## [Instructions to follow]
Scan the records below for the word "white". Copy each line where it appears.

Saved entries
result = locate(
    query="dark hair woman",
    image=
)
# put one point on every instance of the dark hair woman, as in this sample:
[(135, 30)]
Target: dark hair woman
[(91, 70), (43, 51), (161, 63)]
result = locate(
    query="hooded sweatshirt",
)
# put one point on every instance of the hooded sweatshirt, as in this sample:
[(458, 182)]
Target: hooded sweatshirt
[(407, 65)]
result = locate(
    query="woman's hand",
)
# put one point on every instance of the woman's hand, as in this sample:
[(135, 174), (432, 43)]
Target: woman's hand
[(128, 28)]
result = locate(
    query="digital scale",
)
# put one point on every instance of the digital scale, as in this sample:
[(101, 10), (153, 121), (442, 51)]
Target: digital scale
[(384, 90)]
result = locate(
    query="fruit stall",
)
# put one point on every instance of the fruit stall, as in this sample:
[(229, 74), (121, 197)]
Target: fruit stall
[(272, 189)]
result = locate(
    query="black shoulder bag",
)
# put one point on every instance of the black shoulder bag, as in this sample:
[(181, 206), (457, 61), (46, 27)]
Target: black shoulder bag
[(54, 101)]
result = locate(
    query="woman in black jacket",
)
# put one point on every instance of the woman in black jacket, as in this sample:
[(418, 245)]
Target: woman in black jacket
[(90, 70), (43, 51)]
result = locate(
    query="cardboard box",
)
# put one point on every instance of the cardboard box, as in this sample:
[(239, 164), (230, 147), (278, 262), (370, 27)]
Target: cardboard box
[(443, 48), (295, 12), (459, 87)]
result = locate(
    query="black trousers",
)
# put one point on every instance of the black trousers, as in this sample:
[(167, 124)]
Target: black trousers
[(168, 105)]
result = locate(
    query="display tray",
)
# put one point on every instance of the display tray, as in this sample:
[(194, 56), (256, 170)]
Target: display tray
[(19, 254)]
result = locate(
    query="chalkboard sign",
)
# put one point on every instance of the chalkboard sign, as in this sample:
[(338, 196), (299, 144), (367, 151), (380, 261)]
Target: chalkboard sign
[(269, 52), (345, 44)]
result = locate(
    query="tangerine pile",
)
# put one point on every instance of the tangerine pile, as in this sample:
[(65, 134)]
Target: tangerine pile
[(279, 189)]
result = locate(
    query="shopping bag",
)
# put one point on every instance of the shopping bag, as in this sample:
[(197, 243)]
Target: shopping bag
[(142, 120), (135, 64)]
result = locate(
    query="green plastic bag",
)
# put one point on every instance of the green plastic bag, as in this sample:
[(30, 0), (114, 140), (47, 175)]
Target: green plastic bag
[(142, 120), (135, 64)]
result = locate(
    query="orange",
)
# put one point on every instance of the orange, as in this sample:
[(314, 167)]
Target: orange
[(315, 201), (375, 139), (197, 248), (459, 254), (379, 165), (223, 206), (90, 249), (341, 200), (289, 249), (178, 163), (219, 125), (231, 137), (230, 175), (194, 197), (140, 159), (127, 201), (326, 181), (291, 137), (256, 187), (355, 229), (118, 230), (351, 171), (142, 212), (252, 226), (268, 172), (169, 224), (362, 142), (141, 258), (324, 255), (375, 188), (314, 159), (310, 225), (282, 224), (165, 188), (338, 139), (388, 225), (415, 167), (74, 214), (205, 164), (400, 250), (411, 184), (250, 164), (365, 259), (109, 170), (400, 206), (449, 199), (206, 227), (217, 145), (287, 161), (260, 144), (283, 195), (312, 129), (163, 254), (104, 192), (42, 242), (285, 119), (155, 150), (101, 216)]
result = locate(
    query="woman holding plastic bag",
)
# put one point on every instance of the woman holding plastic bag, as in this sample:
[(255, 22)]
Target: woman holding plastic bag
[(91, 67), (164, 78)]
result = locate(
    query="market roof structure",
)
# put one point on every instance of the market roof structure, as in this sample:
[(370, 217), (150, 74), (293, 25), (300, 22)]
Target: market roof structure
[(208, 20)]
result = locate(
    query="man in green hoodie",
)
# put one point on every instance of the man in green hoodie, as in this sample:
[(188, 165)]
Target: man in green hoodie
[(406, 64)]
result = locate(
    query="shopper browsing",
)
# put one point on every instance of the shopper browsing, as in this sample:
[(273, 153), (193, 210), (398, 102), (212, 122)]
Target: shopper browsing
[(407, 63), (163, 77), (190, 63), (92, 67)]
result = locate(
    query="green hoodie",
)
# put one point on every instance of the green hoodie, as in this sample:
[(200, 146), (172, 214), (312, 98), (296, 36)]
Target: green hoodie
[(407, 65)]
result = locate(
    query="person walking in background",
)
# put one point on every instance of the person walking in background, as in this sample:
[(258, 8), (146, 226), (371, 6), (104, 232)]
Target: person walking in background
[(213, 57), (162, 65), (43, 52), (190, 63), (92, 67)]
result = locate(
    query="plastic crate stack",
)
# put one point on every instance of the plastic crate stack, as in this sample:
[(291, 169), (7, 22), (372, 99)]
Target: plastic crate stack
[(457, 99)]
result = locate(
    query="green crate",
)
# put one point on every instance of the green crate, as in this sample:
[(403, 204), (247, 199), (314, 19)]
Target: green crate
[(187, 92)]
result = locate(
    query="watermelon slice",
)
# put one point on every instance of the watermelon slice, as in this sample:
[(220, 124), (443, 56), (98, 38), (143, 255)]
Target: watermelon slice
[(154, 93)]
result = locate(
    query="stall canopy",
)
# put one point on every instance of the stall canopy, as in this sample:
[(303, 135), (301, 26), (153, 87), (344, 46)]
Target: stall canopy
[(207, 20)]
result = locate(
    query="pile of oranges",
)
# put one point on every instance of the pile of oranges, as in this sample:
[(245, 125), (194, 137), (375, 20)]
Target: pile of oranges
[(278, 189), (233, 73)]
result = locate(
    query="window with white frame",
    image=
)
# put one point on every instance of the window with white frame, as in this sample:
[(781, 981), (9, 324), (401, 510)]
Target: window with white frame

## [Solution to this exercise]
    query="window with white frame",
# put one point on every instance of the window with white frame, as in this sample:
Target: window with white frame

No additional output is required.